##### DATA TO EXAMINE #####

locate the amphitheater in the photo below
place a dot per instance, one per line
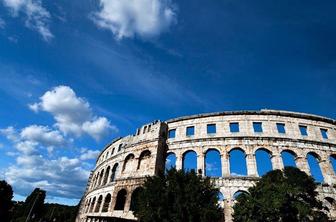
(287, 138)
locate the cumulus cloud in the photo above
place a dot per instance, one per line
(145, 18)
(10, 133)
(62, 177)
(36, 16)
(89, 154)
(73, 114)
(30, 137)
(43, 135)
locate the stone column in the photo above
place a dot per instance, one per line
(251, 165)
(327, 171)
(276, 160)
(128, 202)
(302, 164)
(201, 162)
(225, 164)
(179, 159)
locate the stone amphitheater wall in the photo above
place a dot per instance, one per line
(144, 154)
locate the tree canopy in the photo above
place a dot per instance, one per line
(178, 196)
(6, 195)
(288, 195)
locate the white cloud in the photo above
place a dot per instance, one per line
(60, 177)
(43, 135)
(98, 128)
(73, 114)
(10, 133)
(145, 18)
(89, 154)
(27, 147)
(36, 16)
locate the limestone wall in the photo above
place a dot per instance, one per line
(144, 154)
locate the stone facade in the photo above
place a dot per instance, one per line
(122, 166)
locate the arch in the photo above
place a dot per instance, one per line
(288, 158)
(315, 170)
(99, 201)
(128, 163)
(114, 172)
(87, 206)
(330, 203)
(121, 200)
(107, 172)
(100, 178)
(96, 180)
(213, 165)
(189, 161)
(263, 159)
(144, 159)
(332, 159)
(237, 159)
(93, 181)
(170, 161)
(107, 202)
(135, 198)
(220, 196)
(238, 193)
(92, 204)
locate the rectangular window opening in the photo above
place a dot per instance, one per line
(171, 133)
(281, 128)
(211, 128)
(257, 126)
(324, 133)
(303, 130)
(234, 127)
(190, 131)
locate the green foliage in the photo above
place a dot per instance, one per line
(178, 196)
(41, 211)
(6, 195)
(287, 195)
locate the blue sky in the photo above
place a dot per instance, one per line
(125, 64)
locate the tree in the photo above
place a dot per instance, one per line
(178, 196)
(287, 195)
(6, 195)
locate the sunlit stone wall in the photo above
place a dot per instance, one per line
(123, 164)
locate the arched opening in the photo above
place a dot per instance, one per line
(107, 172)
(313, 161)
(114, 172)
(190, 161)
(333, 162)
(263, 159)
(288, 158)
(121, 199)
(107, 202)
(330, 204)
(135, 198)
(128, 163)
(238, 193)
(213, 165)
(101, 178)
(170, 161)
(88, 204)
(93, 181)
(92, 204)
(96, 180)
(237, 162)
(144, 160)
(99, 201)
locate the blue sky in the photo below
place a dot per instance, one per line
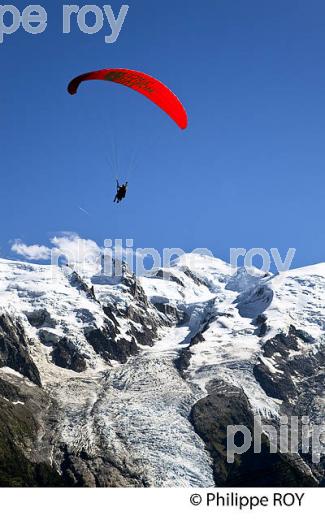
(248, 172)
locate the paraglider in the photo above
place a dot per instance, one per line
(146, 85)
(121, 190)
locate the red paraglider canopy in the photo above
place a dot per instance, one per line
(146, 85)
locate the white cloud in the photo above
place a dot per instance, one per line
(81, 254)
(32, 252)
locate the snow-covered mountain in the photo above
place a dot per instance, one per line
(133, 382)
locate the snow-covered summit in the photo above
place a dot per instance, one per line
(124, 361)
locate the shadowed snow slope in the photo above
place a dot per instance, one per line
(120, 365)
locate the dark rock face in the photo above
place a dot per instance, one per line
(77, 282)
(40, 318)
(109, 348)
(14, 349)
(290, 365)
(83, 470)
(226, 405)
(66, 356)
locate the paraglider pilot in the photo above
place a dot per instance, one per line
(120, 191)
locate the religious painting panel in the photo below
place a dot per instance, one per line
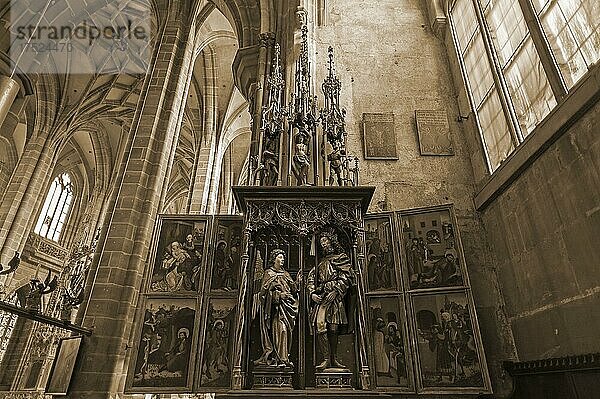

#####

**REQUIREMENT:** The entries above should be written out in full, and any picture in them left out.

**TASK ANSWER:**
locate the amphitheater in the photo below
place a dot per instance, one per line
(287, 138)
locate the cumulus cloud in the photo above
place a dot per instance, one per line
(145, 18)
(10, 133)
(62, 177)
(36, 16)
(89, 154)
(73, 114)
(30, 137)
(43, 135)
locate the stone column in the photo above
place a dot per instance, one per line
(251, 165)
(327, 171)
(276, 160)
(128, 202)
(302, 164)
(201, 162)
(225, 164)
(179, 159)
locate the stone amphitheater wall in the photo above
place a dot per instance, one per line
(144, 154)
locate the tree canopy in the photo above
place a dot per instance, one per line
(178, 196)
(6, 195)
(288, 195)
locate the white cloud in the photo above
place a dot per instance, one per line
(60, 177)
(43, 135)
(98, 128)
(73, 114)
(10, 133)
(145, 18)
(89, 154)
(27, 147)
(36, 16)
locate the limestone wall in the photo above
place a dot per instance, one per line
(144, 154)
locate the stone facade in the photo above
place a dot per instance, one per line
(122, 166)
locate the arch in the photo above
place a dot per instance, one per line
(288, 158)
(315, 170)
(99, 201)
(128, 163)
(114, 172)
(87, 206)
(330, 203)
(121, 200)
(107, 172)
(100, 178)
(96, 180)
(213, 165)
(189, 161)
(263, 159)
(144, 159)
(332, 159)
(237, 159)
(93, 181)
(170, 161)
(107, 202)
(135, 198)
(220, 196)
(238, 193)
(92, 204)
locate the rectangular window opening in the photo above
place a dot per instance, one per line
(171, 133)
(281, 128)
(211, 128)
(257, 126)
(324, 133)
(303, 130)
(234, 127)
(190, 131)
locate the green foliage in the photo above
place a dot per instance, one per line
(178, 196)
(41, 211)
(6, 195)
(287, 195)
locate the blue sky in the photo above
place a dot per instance, one per line
(125, 64)
locate the tree in the photo above
place a dot per instance, one per line
(178, 196)
(287, 195)
(6, 195)
locate the sunlit stone wall in the photo above
place a dot per instance, one per line
(123, 164)
locate the arched opening in the photo above
place a dot per instance, one per line
(107, 172)
(313, 161)
(114, 172)
(190, 161)
(333, 162)
(263, 159)
(288, 158)
(121, 199)
(107, 202)
(330, 204)
(135, 198)
(128, 163)
(238, 193)
(213, 165)
(101, 178)
(170, 161)
(88, 204)
(93, 181)
(92, 204)
(96, 180)
(237, 162)
(144, 160)
(99, 201)
locate the blue sky in the photo below
place a dot per instance, one per line
(248, 172)
locate the paraglider in the photo above
place a dot per instance, one per line
(146, 85)
(121, 190)
locate the red paraglider canopy in the photo above
place a dot per instance, one per line
(146, 85)
locate the white cloud in the photo above
place a dot per instance, one per line
(81, 254)
(32, 252)
locate the snow-covered mountain in the photo above
place a dot per instance, one per line
(133, 382)
locate the snow-covered summit in the photo above
place a dot per instance, one per line
(124, 361)
locate the shadowed snow slope in the photo above
place a dot per instance, one per line
(120, 365)
locate the dark rock face in the photo above
place a dot per instance, one per line
(77, 282)
(40, 318)
(109, 348)
(14, 349)
(290, 365)
(83, 470)
(226, 405)
(66, 356)
locate the paraglider pilot in the photo above
place a dot per instance, one per line
(120, 191)
locate the religious painting panel in the photo below
place a dot per instance, one per line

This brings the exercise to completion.